*COSA OCCORRE*:
Indica se ognuna delle tre affermazioni seguenti concorda con il testo sulle vittime di mafia. Rispondi sì o no e cita alla lettera le parole del testo che lo stabiliscono. 1. Rita Bonfiglio si occupa dei beni confiscati. 2. Secondo il familiare di Attilio, il 50% delle vittime di mafia non ha ancora avuto giustizia. 3. Don Ciotti ha accompagnato Augusta in una cattedrale di Roma.

*TESTO ESTRATTO*:
□ □ □ □ □ □ □
E Davide Palmisano che ricorda il padre giornalista. E Rita Bonfiglio, esilissima ragazza che  frequenta da anni Libera cercando la verità, dice, semplicemente  da cittadina, ‘perché, se si vuole costruire un Stato diverso, la memoria collettiva deve riguardare tutti, mentre sulle vittime mafia  c’è ancora grande ignoranza’. Ricorda Rocco Greco, imprenditore suicida contro il pizzo, episodio drammatico che chiede di  imporre l’interditiva antimafia, impedire ai mafiosi la partecipazione alle  gare d’appalto. Lei si occupa dei beni confiscati e utilizzati  a fini sociali e spesso deve combattere ‘contro un’ incolta burocrazia,  perché i beni confiscati, alberghi, aziende, siano  utilizzati a scopi sociali’.
Attraversare il dolore, raccontarlo, ci aiuta a vivere, dice chi interviene, ed è conoscenza per gli altri. La testimonianza si rivolge, in particolare, ai giovani delle scuole che sono sempre molto interessati, con le loro domande vogliono sapere e ancora approfondire. Per noi significa combattere e far capire da che parte stai, chiedere la ragione delle cose, essendo molto impegnativo ottenere il  riconoscimento dei propri cari morti come  vittime di  camorra, perché le reticenze dello Stato sono gravissime, se ancora l’80% delle vittime di mafia non hanno avuto giustizia, dice il familiare di Attilio, ucciso per aver curato il boss Provenzano, e non ancora riconosciuto vittima di mafia, in mancanza della sentenza del giudice.  La solitudine è lo Stato che nega la verità,  che fa morire le madri, mentre grazie a  Libera  si crea amicizia tra noi in questa battaglia per la verità e per dare dignità alle vittime. Una battaglia in particolare contro chi ha  ruoli istituzionali, magistrati, politici, funzionari, che continuano a negare verità e giustizia. Dalla resistenza all’esistenza, costruiamo un’azione politica contro lo Stato che sta delegando le politiche sociali, sottraendosi alle sue funzioni, ma continua a mantenere ancora il suo carattere punitivo. Rendere  onore alla vittime,  riconoscendo il diritto alla memoria: Antonino Agostino, il suo viso sulla maglietta indossata dal padre durante il Convegno, e ‘Antonio Landieri, si legge sulla maglietta di un altro familiare, venticinquenne disabile, vittima innocente di camorra’.
Nel suo intervento, don Ciotti mette in luce ‘un’esistenza senza giustizia, come quella di Augusta, la madre di Agostino, che ho accompagnato in  cattedrale a Palermo, ancora in attesa di giustizia dopo la sua morte. Schiere di madri senza giustizia, c’è bisogno di verità, è necessario aprire gli armadi, perché gli studiosi che lavorano per l’ONU sui traffici  di droga, dicono, parlando dei poteri criminali mafiosi, che  quando i rapporti consegnati toccano gli interessi degli Stati, ciascuno  può porre il veto, così, pur essendone  a conoscenza, il reato non si può dichiararlo. La conoscenza della verità  sui delitti di mafia, la vita è più forte della morte, la nostra memoria è viva e ha bisogno di verità e di  giustizia, si trasformi subito in impegno e responsabilità. E ricordando l’incontro con Papa Francesco sui temi della mafia, conclude il suo intervento con un appello, i giovani parenti prendano in mano il testimone, perché mafia e corruzione sono furto di speranza, negano il nostro futuro, sono furto di  civiltà e di giustizia.
□ □ □ □ □ □ □
*DATI DI PARTENZA*:
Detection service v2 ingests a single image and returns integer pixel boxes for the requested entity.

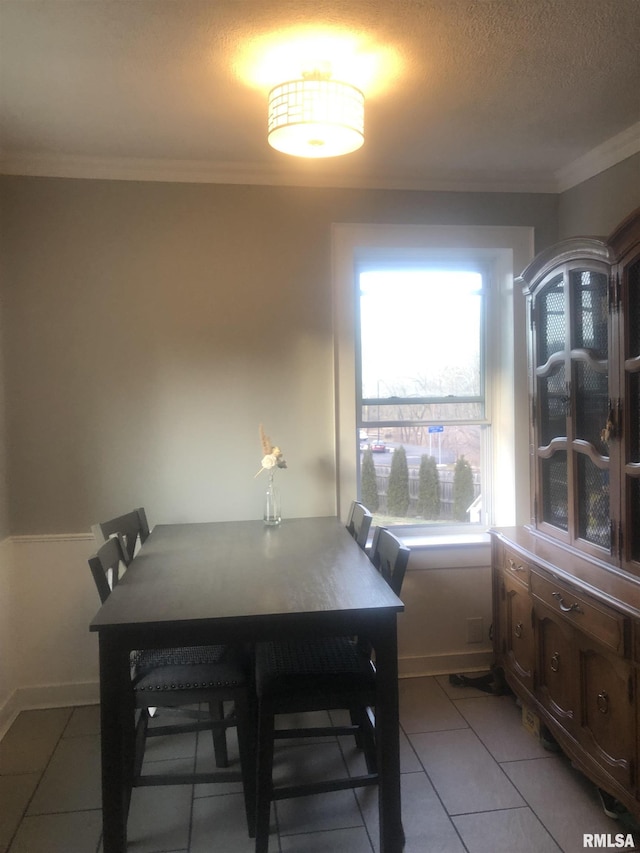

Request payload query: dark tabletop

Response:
[91,517,404,631]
□ □ □ □ □ □ □
*RISULTATO DEL COMPITO*:
1. Sì: «Lei si occupa dei beni confiscati e utilizzati a fini sociali».
2. No: «ancora l’80% delle vittime di mafia non hanno avuto giustizia».
3. No: «cattedrale a Palermo».